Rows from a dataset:

##########

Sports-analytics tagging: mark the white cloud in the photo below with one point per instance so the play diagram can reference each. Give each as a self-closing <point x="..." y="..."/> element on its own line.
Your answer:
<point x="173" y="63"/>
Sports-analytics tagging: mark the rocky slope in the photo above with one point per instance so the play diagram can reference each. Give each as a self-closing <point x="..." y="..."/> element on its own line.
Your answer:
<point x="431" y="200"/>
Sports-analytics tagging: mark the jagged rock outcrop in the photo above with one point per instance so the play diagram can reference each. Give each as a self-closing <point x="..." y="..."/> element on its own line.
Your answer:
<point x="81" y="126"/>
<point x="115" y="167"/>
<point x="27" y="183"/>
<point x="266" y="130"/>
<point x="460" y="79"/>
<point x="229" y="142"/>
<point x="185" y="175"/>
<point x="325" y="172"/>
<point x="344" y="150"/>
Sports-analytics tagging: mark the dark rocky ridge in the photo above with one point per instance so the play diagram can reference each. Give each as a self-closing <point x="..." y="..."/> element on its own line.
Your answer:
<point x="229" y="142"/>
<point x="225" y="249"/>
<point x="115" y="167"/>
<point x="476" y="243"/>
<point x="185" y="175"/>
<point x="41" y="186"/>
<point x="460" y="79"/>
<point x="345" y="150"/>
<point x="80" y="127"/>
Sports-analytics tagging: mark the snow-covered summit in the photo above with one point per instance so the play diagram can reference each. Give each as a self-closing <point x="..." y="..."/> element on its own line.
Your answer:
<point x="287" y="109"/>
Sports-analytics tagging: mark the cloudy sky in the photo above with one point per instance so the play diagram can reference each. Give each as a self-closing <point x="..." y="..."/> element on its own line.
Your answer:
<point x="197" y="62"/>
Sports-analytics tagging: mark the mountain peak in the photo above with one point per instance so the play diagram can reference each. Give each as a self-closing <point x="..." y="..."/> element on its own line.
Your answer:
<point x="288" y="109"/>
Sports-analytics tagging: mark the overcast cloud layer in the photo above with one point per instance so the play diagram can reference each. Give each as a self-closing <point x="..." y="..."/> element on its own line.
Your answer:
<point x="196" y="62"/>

##########

Exercise aim: Starting at the line with "Sports-analytics tagging: mark the snow-covered" and continuing through the end of the rows, write out every line again, requests included. Multiply each point coordinate in the answers by 2.15 and round to whole numbers, rounding halves up.

Task solution:
Sports-analytics tagging: mark the snow-covered summit in the photo above with one point per instance so the play diagram can reference each. Give each as a self-closing <point x="..." y="..."/> element on its own line.
Your answer:
<point x="617" y="234"/>
Sports-analytics tagging: mark the cloudy sky in the photo above with one point per instance so the play diagram can reference each. Give each as a self-closing <point x="..." y="..."/> element on its own line.
Your answer:
<point x="424" y="133"/>
Sports-analytics tagging: mark the mountain peak in the photo above with one point per instance so the play diagram can reference each. Give each as a self-closing <point x="..." y="..."/> element on its own line.
Your answer:
<point x="619" y="234"/>
Sports-analytics tagging: mark the overcast cloud layer in the photo above with one point per instance so the play diagram can reference each. Give each as a self-closing <point x="..." y="..."/> element on its own line.
Your answer:
<point x="421" y="133"/>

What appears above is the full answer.